■ **PROBLEM REQUIREMENTS**
Working from the line that contains "Category: counter top" down to the last line below, repeat each line exactly.
***** GIVEN INFORMATION *****
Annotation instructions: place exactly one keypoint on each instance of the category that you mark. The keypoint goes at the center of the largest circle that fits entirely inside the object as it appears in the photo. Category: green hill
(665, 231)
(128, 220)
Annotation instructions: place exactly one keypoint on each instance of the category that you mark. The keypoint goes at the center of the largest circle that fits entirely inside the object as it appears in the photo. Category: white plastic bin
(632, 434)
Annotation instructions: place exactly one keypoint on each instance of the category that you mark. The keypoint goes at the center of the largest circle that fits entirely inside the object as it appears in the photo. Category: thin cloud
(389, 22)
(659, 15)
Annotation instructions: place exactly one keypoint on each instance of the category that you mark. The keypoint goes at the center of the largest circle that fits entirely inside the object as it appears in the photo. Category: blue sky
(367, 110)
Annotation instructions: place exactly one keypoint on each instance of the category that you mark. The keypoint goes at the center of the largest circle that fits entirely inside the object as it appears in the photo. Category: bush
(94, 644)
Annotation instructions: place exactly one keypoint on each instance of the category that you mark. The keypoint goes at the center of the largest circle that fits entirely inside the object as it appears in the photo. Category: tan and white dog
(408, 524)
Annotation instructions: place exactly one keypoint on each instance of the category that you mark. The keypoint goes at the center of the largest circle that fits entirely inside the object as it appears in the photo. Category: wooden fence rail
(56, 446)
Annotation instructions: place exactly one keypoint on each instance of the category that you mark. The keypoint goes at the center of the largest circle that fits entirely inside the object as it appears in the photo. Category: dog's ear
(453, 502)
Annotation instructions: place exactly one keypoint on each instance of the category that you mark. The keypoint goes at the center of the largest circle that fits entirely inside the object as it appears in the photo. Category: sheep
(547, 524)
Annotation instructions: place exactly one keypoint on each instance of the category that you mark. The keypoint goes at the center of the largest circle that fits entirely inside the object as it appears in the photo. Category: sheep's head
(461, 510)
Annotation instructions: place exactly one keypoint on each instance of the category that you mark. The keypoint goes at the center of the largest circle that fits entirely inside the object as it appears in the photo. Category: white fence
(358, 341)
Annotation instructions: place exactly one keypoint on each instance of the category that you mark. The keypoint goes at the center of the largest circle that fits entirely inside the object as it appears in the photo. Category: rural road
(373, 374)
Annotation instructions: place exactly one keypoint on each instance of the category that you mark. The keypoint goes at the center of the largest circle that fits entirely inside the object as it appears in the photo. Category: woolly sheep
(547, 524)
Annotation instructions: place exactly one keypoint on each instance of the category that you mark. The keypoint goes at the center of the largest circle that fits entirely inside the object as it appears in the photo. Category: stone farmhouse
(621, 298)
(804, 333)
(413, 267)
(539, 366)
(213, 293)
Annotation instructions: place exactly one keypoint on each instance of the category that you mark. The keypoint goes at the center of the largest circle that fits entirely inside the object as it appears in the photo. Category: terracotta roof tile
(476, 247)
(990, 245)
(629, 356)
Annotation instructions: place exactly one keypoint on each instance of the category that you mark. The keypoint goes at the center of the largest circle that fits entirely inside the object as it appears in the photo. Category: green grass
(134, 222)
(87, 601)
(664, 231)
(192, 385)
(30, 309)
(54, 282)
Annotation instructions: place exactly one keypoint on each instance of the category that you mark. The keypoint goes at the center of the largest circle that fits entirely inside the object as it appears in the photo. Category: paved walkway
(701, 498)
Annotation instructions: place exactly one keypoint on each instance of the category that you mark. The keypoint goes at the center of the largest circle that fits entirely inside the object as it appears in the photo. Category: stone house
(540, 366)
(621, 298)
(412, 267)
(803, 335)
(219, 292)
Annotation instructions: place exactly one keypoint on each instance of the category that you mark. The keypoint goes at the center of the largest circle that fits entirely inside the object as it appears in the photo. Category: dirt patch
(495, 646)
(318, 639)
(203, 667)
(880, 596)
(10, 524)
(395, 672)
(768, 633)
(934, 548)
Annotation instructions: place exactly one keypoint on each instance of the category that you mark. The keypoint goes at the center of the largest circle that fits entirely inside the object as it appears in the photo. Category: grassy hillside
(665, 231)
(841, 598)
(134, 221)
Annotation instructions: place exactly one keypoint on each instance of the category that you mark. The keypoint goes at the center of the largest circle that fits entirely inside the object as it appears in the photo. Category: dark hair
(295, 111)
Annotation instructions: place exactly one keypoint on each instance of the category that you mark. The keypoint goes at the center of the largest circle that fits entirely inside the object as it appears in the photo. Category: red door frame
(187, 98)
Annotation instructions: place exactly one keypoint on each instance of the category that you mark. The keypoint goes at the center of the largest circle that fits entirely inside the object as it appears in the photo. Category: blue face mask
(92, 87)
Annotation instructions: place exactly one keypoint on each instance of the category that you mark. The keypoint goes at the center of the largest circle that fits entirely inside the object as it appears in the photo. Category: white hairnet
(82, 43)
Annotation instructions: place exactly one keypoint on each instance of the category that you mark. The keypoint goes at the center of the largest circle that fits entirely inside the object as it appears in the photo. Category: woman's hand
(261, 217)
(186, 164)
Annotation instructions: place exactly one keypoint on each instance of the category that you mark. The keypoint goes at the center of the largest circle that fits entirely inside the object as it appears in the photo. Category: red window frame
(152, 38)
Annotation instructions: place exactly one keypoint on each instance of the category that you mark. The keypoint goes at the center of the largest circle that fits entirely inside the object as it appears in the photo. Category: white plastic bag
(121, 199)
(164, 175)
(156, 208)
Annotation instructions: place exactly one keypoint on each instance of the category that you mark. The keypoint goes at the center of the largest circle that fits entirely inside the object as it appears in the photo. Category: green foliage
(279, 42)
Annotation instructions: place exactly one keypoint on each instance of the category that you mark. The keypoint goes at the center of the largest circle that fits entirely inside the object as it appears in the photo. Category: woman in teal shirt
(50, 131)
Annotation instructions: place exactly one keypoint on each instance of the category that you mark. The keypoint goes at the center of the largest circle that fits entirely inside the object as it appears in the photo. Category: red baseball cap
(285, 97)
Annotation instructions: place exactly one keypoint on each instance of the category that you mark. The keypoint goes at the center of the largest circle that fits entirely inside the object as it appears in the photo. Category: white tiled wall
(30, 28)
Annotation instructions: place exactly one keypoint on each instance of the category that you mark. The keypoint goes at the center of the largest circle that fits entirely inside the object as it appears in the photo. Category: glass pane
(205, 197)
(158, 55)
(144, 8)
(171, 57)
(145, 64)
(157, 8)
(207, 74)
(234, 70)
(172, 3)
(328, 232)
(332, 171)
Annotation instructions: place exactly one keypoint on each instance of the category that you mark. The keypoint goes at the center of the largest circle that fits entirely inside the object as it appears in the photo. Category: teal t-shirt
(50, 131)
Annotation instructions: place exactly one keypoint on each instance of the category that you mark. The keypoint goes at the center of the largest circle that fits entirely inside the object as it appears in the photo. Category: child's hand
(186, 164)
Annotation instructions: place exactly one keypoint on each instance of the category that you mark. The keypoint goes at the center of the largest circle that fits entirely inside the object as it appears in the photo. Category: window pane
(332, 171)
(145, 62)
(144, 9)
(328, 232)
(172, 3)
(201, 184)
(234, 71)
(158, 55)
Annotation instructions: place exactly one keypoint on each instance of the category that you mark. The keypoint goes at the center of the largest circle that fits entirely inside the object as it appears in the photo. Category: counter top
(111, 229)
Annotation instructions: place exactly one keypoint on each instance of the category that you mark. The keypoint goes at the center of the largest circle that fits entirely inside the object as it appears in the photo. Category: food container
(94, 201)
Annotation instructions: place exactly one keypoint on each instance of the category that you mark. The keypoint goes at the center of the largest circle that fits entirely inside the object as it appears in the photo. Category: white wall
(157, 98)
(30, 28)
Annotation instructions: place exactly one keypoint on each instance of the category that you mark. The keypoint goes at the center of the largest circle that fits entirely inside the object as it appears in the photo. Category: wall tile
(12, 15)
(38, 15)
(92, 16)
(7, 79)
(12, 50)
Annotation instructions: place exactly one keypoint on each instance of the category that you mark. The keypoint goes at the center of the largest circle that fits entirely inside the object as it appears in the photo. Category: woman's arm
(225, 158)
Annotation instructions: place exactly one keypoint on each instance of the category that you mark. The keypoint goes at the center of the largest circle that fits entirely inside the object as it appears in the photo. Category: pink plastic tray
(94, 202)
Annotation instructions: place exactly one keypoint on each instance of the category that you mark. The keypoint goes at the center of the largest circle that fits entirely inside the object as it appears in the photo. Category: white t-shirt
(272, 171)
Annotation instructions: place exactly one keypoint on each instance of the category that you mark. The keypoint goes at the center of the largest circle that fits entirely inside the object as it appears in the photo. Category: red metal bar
*****
■ **TASK ANSWER**
Annotation instructions: place exactly one keypoint on each instance of the category that you mark. The keypoint goes at the center of the largest circle that fits entirely inside the object as it appears in the photo. Category: counter top
(111, 229)
Annotation instructions: place exactly one keypoint on each instance of the category that you mark. The keypoint goes at the center of the largest circle that fits entirely inside the object as it appears in the photo. Category: food container
(94, 201)
Annotation instructions: place exactly one keypoint on each instance of the category that you mark. The keypoint goes at the center of the largest circle that fits entirely inside the object as it appears in the photo. Category: white wall
(157, 98)
(30, 28)
Annotation instructions: place exactly one keypoint on each instance of the category that you mark. The keypoint goes at the center of the largest circle that fits entirely inside the object as it appears in the photo. Category: wall tile
(12, 15)
(38, 15)
(92, 16)
(7, 79)
(12, 50)
Annotation instructions: place exactly one keypoint on each instance of the category that you mark. The keypoint goes at the center of the largest circle that fits entirely inside the object as it appears in the photo. Category: woman's arm
(225, 158)
Annotation instructions: place exactly one keypoint on each instance of the category that you mark. The keypoint goes at the center of the largest circle that fits entirely inside the object as it appears in the photo. Category: pink plastic tray
(94, 202)
Annotation instructions: place exactly one keypoint on each instance of the category that you mark. The keypoint goes at the center of the largest circle that fits entirely inside the object as it appears in the photo. Category: white t-shirt
(272, 171)
Annotation instructions: place exactly one keypoint on each instance of the category that you mark. The keypoint goes at the center of the largest circle that fits entirely inside the object as it appears in the photo. Category: red metal bar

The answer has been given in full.